Collected data entries
========================================
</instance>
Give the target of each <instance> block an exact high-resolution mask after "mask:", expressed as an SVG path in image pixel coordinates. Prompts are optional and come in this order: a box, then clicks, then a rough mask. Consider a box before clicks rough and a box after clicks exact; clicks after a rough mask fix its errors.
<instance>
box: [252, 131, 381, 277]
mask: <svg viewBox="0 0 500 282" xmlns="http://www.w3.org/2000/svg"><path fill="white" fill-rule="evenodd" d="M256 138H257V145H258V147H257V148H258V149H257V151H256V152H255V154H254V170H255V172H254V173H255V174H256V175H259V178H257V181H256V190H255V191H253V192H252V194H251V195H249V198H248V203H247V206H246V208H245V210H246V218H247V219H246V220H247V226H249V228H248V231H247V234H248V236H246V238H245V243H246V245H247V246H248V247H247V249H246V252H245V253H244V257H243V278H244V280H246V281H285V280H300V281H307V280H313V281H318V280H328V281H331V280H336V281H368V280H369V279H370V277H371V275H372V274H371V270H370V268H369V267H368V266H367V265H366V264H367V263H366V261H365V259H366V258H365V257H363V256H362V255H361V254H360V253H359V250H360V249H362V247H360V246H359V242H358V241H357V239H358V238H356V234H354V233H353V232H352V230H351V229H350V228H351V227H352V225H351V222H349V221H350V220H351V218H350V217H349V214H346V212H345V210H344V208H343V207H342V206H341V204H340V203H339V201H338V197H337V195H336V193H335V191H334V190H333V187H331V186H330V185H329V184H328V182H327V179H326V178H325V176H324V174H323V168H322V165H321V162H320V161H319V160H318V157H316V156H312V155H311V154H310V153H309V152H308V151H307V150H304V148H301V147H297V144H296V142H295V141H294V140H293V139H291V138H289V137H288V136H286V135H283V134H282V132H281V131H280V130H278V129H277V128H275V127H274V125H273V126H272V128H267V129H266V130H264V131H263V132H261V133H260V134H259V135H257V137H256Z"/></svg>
========================================
- [Task statement] Exactly as written, give the records again.

- [Task answer]
</instance>
Give the target of each <instance> block an exact high-resolution mask after "mask:", expressed as an SVG path in image pixel coordinates. Prompts are optional and come in this order: a box, then clicks, then a rough mask. Consider a box before clicks rough and a box after clicks exact; clicks after a rough mask fix its errors.
<instance>
box: [252, 131, 381, 277]
mask: <svg viewBox="0 0 500 282" xmlns="http://www.w3.org/2000/svg"><path fill="white" fill-rule="evenodd" d="M256 138H257V145H258V147H257V148H258V149H257V151H256V152H255V154H254V170H255V172H254V173H255V174H256V175H259V178H257V181H256V190H255V191H253V192H252V194H251V195H249V198H248V203H247V206H246V208H245V210H246V218H247V219H246V220H247V226H249V228H248V231H247V234H248V236H246V238H245V243H246V245H247V246H248V247H247V249H246V252H245V253H244V257H243V278H244V280H246V281H285V280H300V281H307V280H313V281H318V280H328V281H331V280H336V281H368V280H369V279H370V277H371V275H372V274H371V270H370V268H369V267H368V266H367V265H366V264H367V263H366V261H365V259H366V258H365V257H363V256H362V255H361V254H360V253H359V250H360V249H362V247H360V246H359V242H358V241H357V239H358V238H356V234H354V233H353V232H352V230H351V229H350V228H351V227H352V225H351V222H349V221H350V220H351V218H350V217H349V214H346V212H345V210H344V208H343V207H342V206H341V204H340V203H339V201H338V197H337V195H336V193H335V191H334V190H333V187H331V186H330V185H329V184H328V182H327V179H326V178H325V176H324V174H323V168H322V165H321V162H320V161H319V160H318V157H316V156H312V155H311V154H310V153H309V152H308V151H307V150H304V148H301V147H297V144H296V142H295V141H294V140H293V139H291V138H289V137H288V136H286V135H283V134H282V132H281V131H280V130H278V129H277V128H275V127H274V125H273V126H272V128H267V129H266V130H264V131H263V132H261V133H260V134H259V135H257V137H256Z"/></svg>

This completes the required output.